O Marrocos tem atualmente 30 salas de cinema. É um número ínfimo, ainda mais se levarmos em consideração que o país no Norte da África tem 35 milhões de habitantes. “Só que 40% desta população não sabe ler nem escrever. Isso mostra como o cinema é importante no país”, afirma o cineasta franco-marroquino Nabil Ayouch.

No Brasil para participar do Festival Varilux de Cinema Francês, ele está lançando Primavera em Casablanca, coprodução franco-belga-marroquina. O filme tem várias sessões em BH até a próxima quarta-feira (20). A história – coescrita com a atriz Maryam Touzani – mostra uma série de personagens na maior cidade do país – local que Ayouch, nascido em Paris, radicou-se há 20 anos.

A narrativa intercala dois tempos. Em 1982, acompanhamos o professor berbere Abdallah (Amine Ennaji), que dá aulas para crianças numa pequena vila montanhosa. Com a reforma educacional que aboliu a filosofia e a sociologia (trocadas pela educação islâmica) e impôs o árabe como língua nacional, ele se vê impossibilitado de lecionar.

Já em 2015, outros personagens acabam se cruzando nas ruas de Casablanca – ao final, todas as narrativas vão colidir.
Tem a mulher que sofre com o conservadorismo atual (e isso se reflete também na relação com o marido machista); o jovem gay que sonha ser um novo Freddie Mercury e é rechaçado pelo pai; a adolescente de classe alta que não encontra seu lugar no mundo; o homem judeu que tenta viver como lhe convém, a despeito dos conflitos étnico-religiosos.

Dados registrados
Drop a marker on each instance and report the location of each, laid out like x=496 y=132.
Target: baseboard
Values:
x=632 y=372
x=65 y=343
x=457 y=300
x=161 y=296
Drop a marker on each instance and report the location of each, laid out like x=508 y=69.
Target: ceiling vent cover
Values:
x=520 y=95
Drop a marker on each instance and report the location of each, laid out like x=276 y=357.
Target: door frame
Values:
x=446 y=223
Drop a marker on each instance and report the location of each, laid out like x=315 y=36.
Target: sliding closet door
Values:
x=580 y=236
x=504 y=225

==

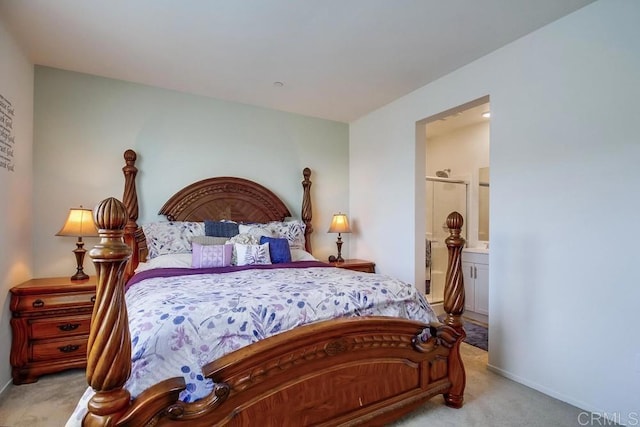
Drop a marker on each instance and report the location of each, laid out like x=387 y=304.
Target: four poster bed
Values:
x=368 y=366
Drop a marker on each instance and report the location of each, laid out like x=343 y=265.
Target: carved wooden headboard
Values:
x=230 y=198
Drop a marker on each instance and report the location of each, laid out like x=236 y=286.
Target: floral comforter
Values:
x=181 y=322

* * *

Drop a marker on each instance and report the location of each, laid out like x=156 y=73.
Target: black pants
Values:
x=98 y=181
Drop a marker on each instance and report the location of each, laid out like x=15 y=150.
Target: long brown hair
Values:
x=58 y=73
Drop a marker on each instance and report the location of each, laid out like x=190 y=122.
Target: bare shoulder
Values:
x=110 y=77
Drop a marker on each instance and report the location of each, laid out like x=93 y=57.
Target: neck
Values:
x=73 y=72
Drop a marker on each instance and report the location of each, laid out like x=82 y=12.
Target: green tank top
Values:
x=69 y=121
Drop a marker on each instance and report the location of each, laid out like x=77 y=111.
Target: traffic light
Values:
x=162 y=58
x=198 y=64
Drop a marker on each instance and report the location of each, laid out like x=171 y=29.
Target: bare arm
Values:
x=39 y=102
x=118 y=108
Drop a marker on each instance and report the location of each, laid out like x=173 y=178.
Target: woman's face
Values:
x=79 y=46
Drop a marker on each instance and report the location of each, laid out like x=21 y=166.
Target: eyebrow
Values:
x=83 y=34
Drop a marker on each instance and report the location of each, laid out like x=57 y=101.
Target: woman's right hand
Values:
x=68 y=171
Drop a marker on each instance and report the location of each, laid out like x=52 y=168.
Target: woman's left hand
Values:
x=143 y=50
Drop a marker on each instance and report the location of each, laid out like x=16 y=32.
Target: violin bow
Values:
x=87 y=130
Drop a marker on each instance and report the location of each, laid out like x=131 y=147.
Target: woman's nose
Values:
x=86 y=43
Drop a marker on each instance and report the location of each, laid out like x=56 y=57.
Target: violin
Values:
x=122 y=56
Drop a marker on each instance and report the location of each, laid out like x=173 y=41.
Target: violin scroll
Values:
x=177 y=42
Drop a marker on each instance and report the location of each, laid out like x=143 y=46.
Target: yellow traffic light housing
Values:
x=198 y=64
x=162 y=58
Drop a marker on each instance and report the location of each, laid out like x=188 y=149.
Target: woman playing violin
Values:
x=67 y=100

_TAREFAS DO EXERCÍCIO:_
• a. Reproduza literalmente as linhas da listagem, começando pela que contém "like x=315 y=36." e parando após a que contém "x=504 y=225", com ambas incluídas.
• b. Prossiga a redação do trecho sobre o filme Primavera em Casablanca a partir do ponto em que ele termina.

_RESPOSTAS DO EXERCÍCIO:_
• a.
Drop a marker on each instance and report the location of each, laid out like x=315 y=36.
Target: sliding closet door
Values:
x=580 y=236
x=504 y=225

• b.
Para Ayouch, Primavera em Casablanca é basicamente um filme sobre como uma geração mudou por causa da educação. “Nos anos 1980, havia muito mais liberdade no país.” A onda de conservadorismo que tomou o Marrocos nesta década foi o ponto de partida do filme.

O longa anterior de Ayouch, Muito amadas (2015), sobre um grupo de prostitutas marroquinas, foi banido do país. “E não foi apenas proibido. Houve uma campanha muito grande contra nós. Isso acabou me levando a questionar meu lugar no Marrocos e de onde esta onda de ódio poderia vir. Por isso, quis fazer um filme sobre pessoas que lutam contra opressão, seja ela religiosa, social ou familiar.”

A atriz e roteirista Maryam Touzani, que interpreta Salima, mulher de classe média-alta que questiona seu lugar num mundo patriarcal, utilizou muito da experiência pessoal para compor a personagem. “A mulher não pode se comportar no espaço público como em sua casa.
Para se vestir, você tem que pensar se a saia está curta demais, se o decote está grande. Mas não é só uma questão da roupa. Querem impor uma ideologia para as mulheres, restringir seu espaço, fingir que você não existe. Vejo muitas mulheres da minha idade que desistem, pois é difícil resistir. Muitas que querem andar na rua e não querem ser insultadas ou tocadas decidem se cobrir para evitar isso.” Maryam, assim como sua personagem no filme, escolheu o caminho da resistência. “Soa estranho falar disso quando se está no Brasil. Mas essa é a nossa realidade hoje.”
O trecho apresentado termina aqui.